(Extrait fourni):
=====

Ainsi, bien loin de reconnaître la présence d’une discrimination de l’homme homosexuel, les juges procèdent plutôt à une justification de l’absence de condamnation de la femme homosexuelle, et ce faisant, d’une dérogation à l’art. 3.

     Quant au deuxième élément avancé par le Dr. Hesse, à savoir la contradiction du § 175 avec l’art. 2 GG, celui-ci ne fut pas non plus reçu favorablement par les juges. En effet, ces dernières estimèrent qu’il n’y a pas ici de violation du droit fondamental au libre épanouissement de sa personnalité, non seulement du fait de la contradiction entre l’ « activité homosexuelle » et les bonnes mœurs (« das Sittengesetz », la « loi morale »), mais également car il ne peut être clairement établi que les autorités publiques n’ont pas intérêt à la réprimer.    

     Suite à cette décision, les homosexuels allemands connurent une nouvelle vague de répression et de condamnations en raison de leur orientation sexuelle. Ce n’est qu’en 1969 puis en 1974, avec deux amendements successifs de la loi, que celle-ci put  décroître [3]. Il est intéressant de préciser qu’à la même période, une commission composée de 24 juristes de renom travaillait à la refonte du code pénal allemand, afin de le moderniser et le rendre plus en adéquation avec les nouveaux objectifs de démocratie et de respect des droits fondamentaux de la jeune république allemande. La commission s’était notamment penchée sur la question du § 175 StGB, et semblait d’avis que celui-ci n’avait plus de raison d’être [4]. Toutefois, suite à la décision de la Cour, cette réforme du § 175 n’a pas eu lieu ; celui-ci  ne sera finalement aboli qu’en 1994.

=====

(Exercice court A):
Dans l'extrait sur le § 175, réécrivez le passage qui s'ouvre sur les mots « Suite à cette » et se ferme sur « aboli qu’en 1994. », en y substituant « spécialistes du droit » à « juristes de renom ».

=====

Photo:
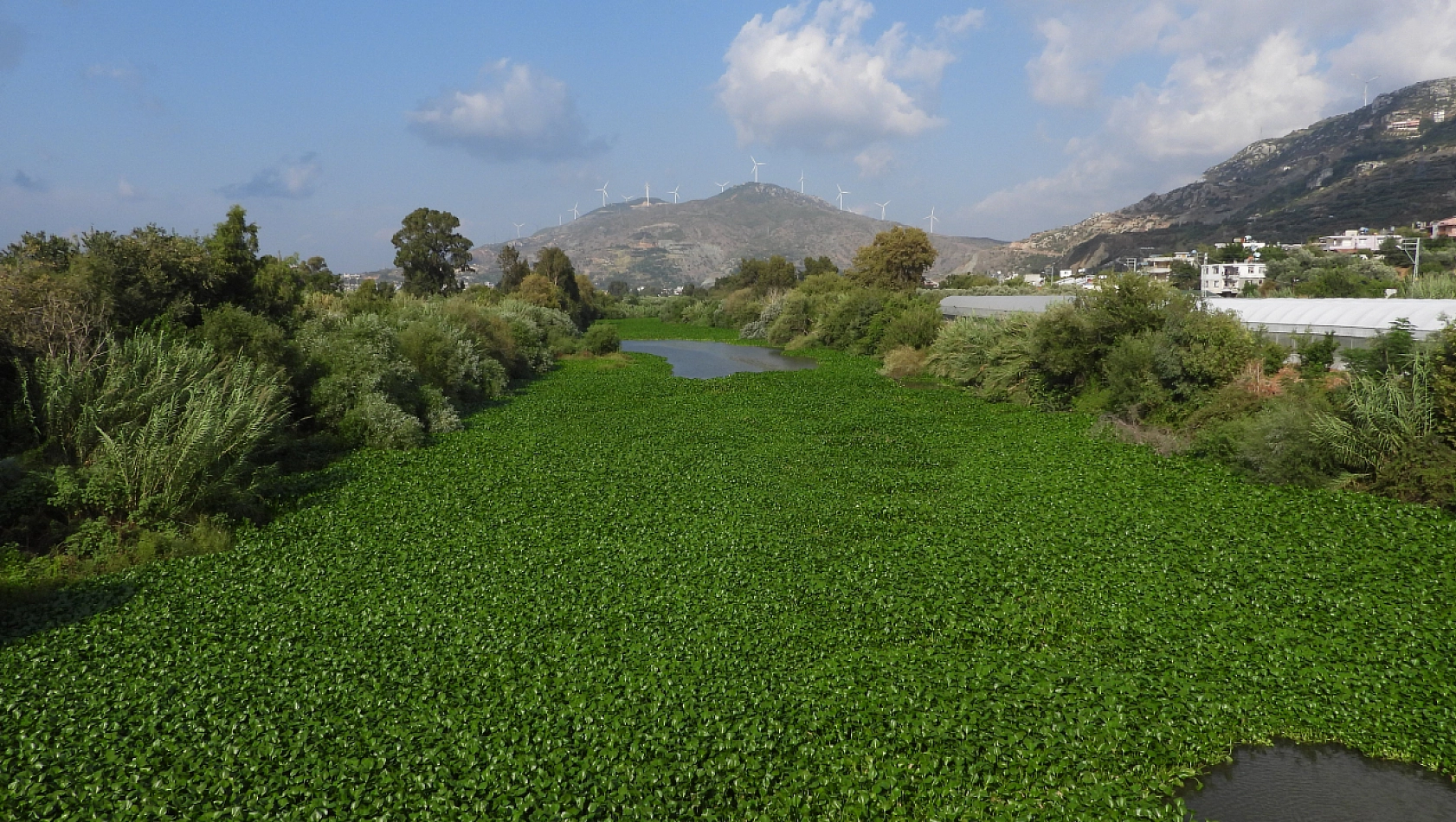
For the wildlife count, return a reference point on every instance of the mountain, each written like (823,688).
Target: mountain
(1388,164)
(664,245)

=====

(Exercice court B):
Recopiez mot pour mot toutes les rangées ci-dessus, sans y inclure les images.

(Résultat de l'exercice A):
Suite à cette décision, les homosexuels allemands connurent une nouvelle vague de répression et de condamnations en raison de leur orientation sexuelle. Ce n’est qu’en 1969 puis en 1974, avec deux amendements successifs de la loi, que celle-ci put  décroître [3]. Il est intéressant de préciser qu’à la même période, une commission composée de 24 spécialistes du droit travaillait à la refonte du code pénal allemand, afin de le moderniser et le rendre plus en adéquation avec les nouveaux objectifs de démocratie et de respect des droits fondamentaux de la jeune république allemande. La commission s’était notamment penchée sur la question du § 175 StGB, et semblait d’avis que celui-ci n’avait plus de raison d’être [4]. Toutefois, suite à la décision de la Cour, cette réforme du § 175 n’a pas eu lieu ; celui-ci  ne sera finalement aboli qu’en 1994.

(Résultat de l'exercice B):
Photo:
For the wildlife count, return a reference point on every instance of the mountain, each written like (823,688).
Target: mountain
(1388,164)
(664,245)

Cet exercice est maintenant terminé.